Affinché le imprese incrementino gli investimenti e la capacità produttiva, l'Europa dovrà non solo aumentare il livello della domanda attraverso una spesa più elevata, ma anche garantire che questa si concentri all'interno dei nostri confini e che venga aggregata a livello europeo.

Il modo più efficiente per generare questa domanda sarebbe quello di aumentare la spesa comune europea. Ma in assenza di un tale approccio centralizzato, possiamo ottenere molto coordinando più strettamente le politiche di approvvigionamento pubblico e applicando requisiti più espliciti di contenuto locale per i prodotti e i componenti prodotti nell'Ue.

Questa concentrazione e aggregazione della domanda aumenterà anche l'efficacia della spesa pubblica, riducendo le duplicazioni e aumentando l'interoperabilità, soprattutto per le attrezzature militari. E corrisponderà alle politiche applicate dai nostri rivali geopolitici.

Il paradigma che ci ha portato alla prosperità in passato era anche quello in cui il commercio mondiale era governato da regole multilaterali. Ma ora queste regole sono sempre meno vincolanti e le economie più grandi operano sempre più unilateralmente. Non vogliamo diventare protezionisti in Europa, ma non possiamo rimanere passivi se le azioni degli altri minacciano la nostra prosperità. Anche le recenti decisioni degli Stati Uniti di imporre tariffe alla Cina hanno implicazioni per la nostra economia attraverso il riorientamento delle esportazioni. La sfida che dobbiamo affrontare è che, rispetto agli Stati Uniti, siamo più vulnerabili sia all'inazione sul commercio che alle ritorsioni. Il settore manifatturiero europeo impiega un numero di persone due volte e mezzo superiore a quello degli Stati Uniti. Inoltre, più di un terzo del nostro pil manifatturiero viene assorbito al di fuori dell'Ue, rispetto a circa un quinto degli Stati Uniti.

Dati:
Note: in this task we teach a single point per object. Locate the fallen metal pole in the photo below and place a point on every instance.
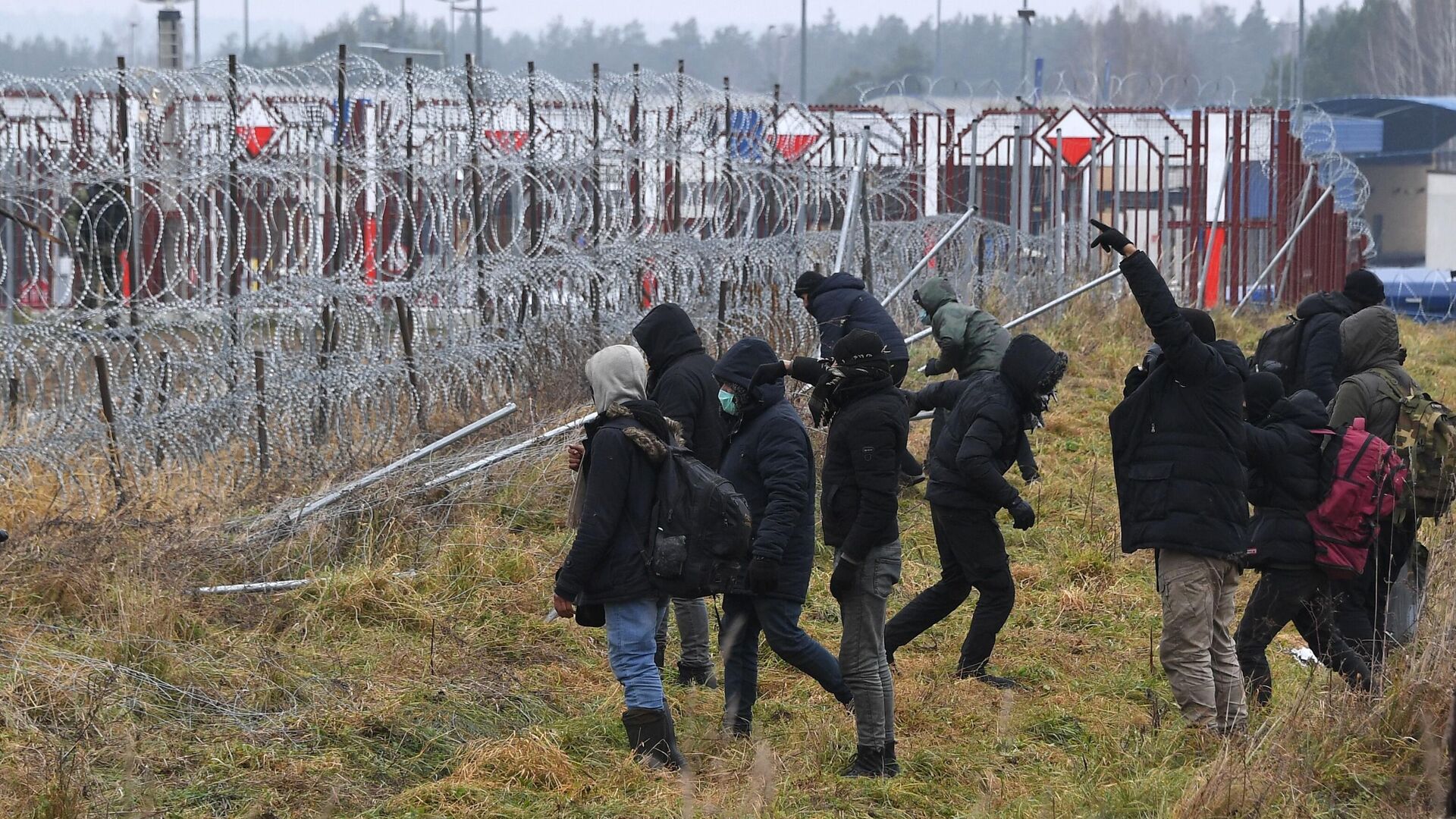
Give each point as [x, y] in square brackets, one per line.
[1285, 248]
[383, 471]
[852, 206]
[930, 254]
[1062, 299]
[510, 450]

Da fare:
(1) Secondo la prima frase del brano sull'economia europea, che cosa dovrà fare l'Europa perché le imprese aumentino investimenti e capacità produttiva? Elenca ogni punto.
(2) Prosegui il brano sull'economia europea con il testo che segue la sua ultima frase.

Risultati finali:
(1)
- Aumentare il livello della domanda attraverso una spesa più elevata
- Garantire che la domanda si concentri all'interno dei confini europei
- Garantire che la domanda venga aggregata a livello europeo

(2)
Tuttavia, ora ci troviamo di fronte a un'ondata di importazioni cinesi più economiche e talvolta tecnologicamente più avanzate.   Al più tardi entro il 2030, si prevede che la capacità produttiva annuale della Cina per il solare fotovoltaico sarà il doppio del livello della domanda globale e per le celle a batteria sarà almeno pari al livello della domanda globale. Nella misura in cui questa notevole crescita dell'offerta è il risultato di autentici miglioramenti della produttività e dell'innovazione, è un bene per l'Europa. Ma è anche ampiamente dimostrato che una parte dei progressi della Cina è dovuta a consistenti sussidi ai costi, alla protezione commerciale e alla soppressione della domanda, e questa parte porterà a una riduzione dell'occupazione per la nostra economia.

Secondo una stima prudente, nel 2019 la Cina ha speso per la politica industriale circa il triplo della Germania o della Francia in percentuale del pil e, in termini di dollari a Ppa, circa dieci volte più di entrambi i paesi messi insieme.

Nell'ambito di questa strategia industriale generale, la crescita dei salari cinesi non ha tenuto il passo con l'aumento della produttività nel tempo, mentre i tassi di risparmio rimangono elevati, lasciando i consumi delle famiglie ad appena il 44 per cento del pil.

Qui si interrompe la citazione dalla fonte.